## EXERCISE
Continue the Jupyter lesson on analyzing Nobel prize data that follows, picking up right after its last sentence.

## PAGE TEXT
# Jupyter Notebooks - part 3
* ### Data analysis and visualization

In this lesson you will learn 
- to do some data analysis using pandas 
- to produce nice plots with seaborn
- how other types of media can be embedded in a notebook

## Exploratory data analysis in Jupyter

We will use four important Python packages
1. `numpy` is the fundamental package for scientific computing with Python
2. `pandas` is a more recently developed package for data manipulation and analysis 
 - powerful high-level tool for data exploration
 - two fundamental data structures which can be applied to many types of data: `Series` and `DataFrames`  

3. `matplotlib` is the standard Python package for plotting, "grandfather of all Python visualization packages"
4. `seaborn` is a higher-level visualization package based on `matplotlib`
 - while `matplotlib` is extremely powerful, it can also be complex. 
 - sometimes much effort needed to get good-looking graphs
 - default visualization much more appealing compared to `matplotlib`

We will download and process a dataset on Nobel prizes. 

In [None]:
import numpy as np
import pandas as pd
import matplotlib.pyplot as plt
%matplotlib inline
import seaborn as sns

pandas defines a `read_csv` function that can read any CSV file. By giving the URL to the file, pandas will automatically download and parse the file, and return a `DataFrame` object. We need to specify a few options to make sure the dates are parsed correctly.

In [None]:
# dataset from http://oppnadata.se/en/dataset/nobel-prizes/resource/f3da8ba9-a17f-4911-9003-4bcef93619cc
nobel = pd.read_csv("data/nobels.csv")

The `nobel` variable now contains a `DataFrame` object, a Pandas data structure that contains 2D tabular data. The `head(n)` method displays the first `n` rows of this table.

In [None]:
nobel.head()

Each column (and row) of the `DataFrame` is a `Series`

In [None]:
nobel["year"]

In [None]:
type(nobel["year"])

In [None]:
nobel.loc[0]

In [None]:
type(nobel.loc[0])

We immediately have access to common statistical quantities

In [None]:
nobel["share"].min()

In [None]:
nobel["share"].max()

In [None]:
nobel["share"].mean()

In [None]:
nobel["share"].std()

To calculate some more elaborate statistics, we first add a column (one Nobel prize per laureate)

In [None]:
nobel["number"]=1

In [None]:
nobel.count()

The dataset is clearly not quite complete...

### Age statistics

Let's first look at statistics based on the age of prize recipients.

## PROVIDED DATA
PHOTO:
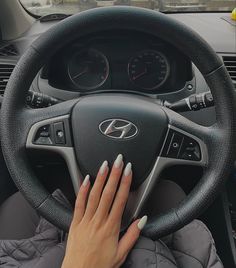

## OUTPUT OF THE TASK
We need to convert the "born" column to datetime format

In [None]:
type(nobel["born"][0])

In [None]:
nobel["born"] = pd.to_datetime(nobel["born"], errors ='coerce')

In [None]:
type(nobel["born"][0])

In [None]:
nobel["born"].dt.year

We can now add a column to the DataFrame with age when prize was received 

In [None]:
nobel["age"] = nobel["year"] - nobel["born"].dt.year
nobel[["surname","age"]].head(10)
#print(nobel["age"].to_string())

We can now plot a histogram of the age at which laureates receive their prize, using the inbuilt matplotlib support of pandas 

In [None]:
nobel.plot?

In [None]:
nobel["age"].plot.hist(bins=[20,30,40,50,60,70,80,90,100],alpha=0.6);

To extract the numbers, use the value_counts method

In [None]:
nobel["age"].value_counts(bins=[20,30,40,50,60,70,80,90,100])

### Country statistics

We use the powerful `groupby` method to split data into groups, select the column "number", and sum up to get the total sum of Nobel prizes by country 

In [None]:
nobels_by_country = nobel.groupby('bornCountry',sort=True)["number"].sum()
nobels_by_country

In [None]:
nobels_by_country.describe()

The pandas Series only shows a limited number of rows. Let's print them all

In [None]:
print(nobels_by_country.to_string())

How many prizes have people born in Sweden received?

In [None]:
nobels_by_country["Sweden"]

Who were they?

In [None]:
nobel.loc[nobel['bornCountry'] == "Sweden"]

We move on. Let's extract four countries and generate some plots

In [None]:
countries = np.array(["France", "USA", "United Kingdom", "Sweden"])

In [None]:
nobel2 = nobel.loc[nobel['bornCountry'].isin(countries)]

We now group by both `bornCountry` and `category`

In [None]:
nobels_by_country2 = nobel2.groupby(['bornCountry',"category"],sort=True).sum()
nobels_by_country2["number"].head(50)

We can reshape the `DataFrame` a bit using the pivot_table method to create a spreadsheet-like representation

In [None]:
table = nobel2.pivot_table(values="number",index="bornCountry", columns="category",aggfunc=np.sum)
table

This representation can be used to make a heatmap visualization

### Visualizing data with seaborn

In [None]:
sns.heatmap(table,linewidths=.5, annot=True);

Violin plots can reveal trends (but are not very quantitative)

In [None]:
sns.violinplot(y="year", x="bornCountry",inner="stick", data=nobel2);

We can also use multiple conditions. Let's extract only physics prizes

In [None]:
nobel3 = nobel.loc[nobel['bornCountry'].isin(countries) & nobel['category'].isin(['physics'])]
sns.violinplot(y="year", x="bornCountry",inner="stick", data=nobel3);

Swarmplots display categorical scatterplots with non-overlapping points

In [None]:
sns.swarmplot(y="year", x="bornCountry", data=nobel2, alpha=.5);

In [None]:
sns.factorplot(x="bornCountry", y="year", col="category", data=nobel2, kind="swarm");

In [None]:
sns.factorplot(x="bornCountry", col="category", data=nobel2, kind="count");

### Other visualization packages
* [Plotly](https://plot.ly/) - commercial online service for creating and sharing visualizations in notebooks
* [Bokeh](http://bokeh.pydata.org/en/latest/) - web-based, general-purpose and fast visualization toolkit
* [mpld3](http://mpld3.github.io/examples/index.html) - must be seen...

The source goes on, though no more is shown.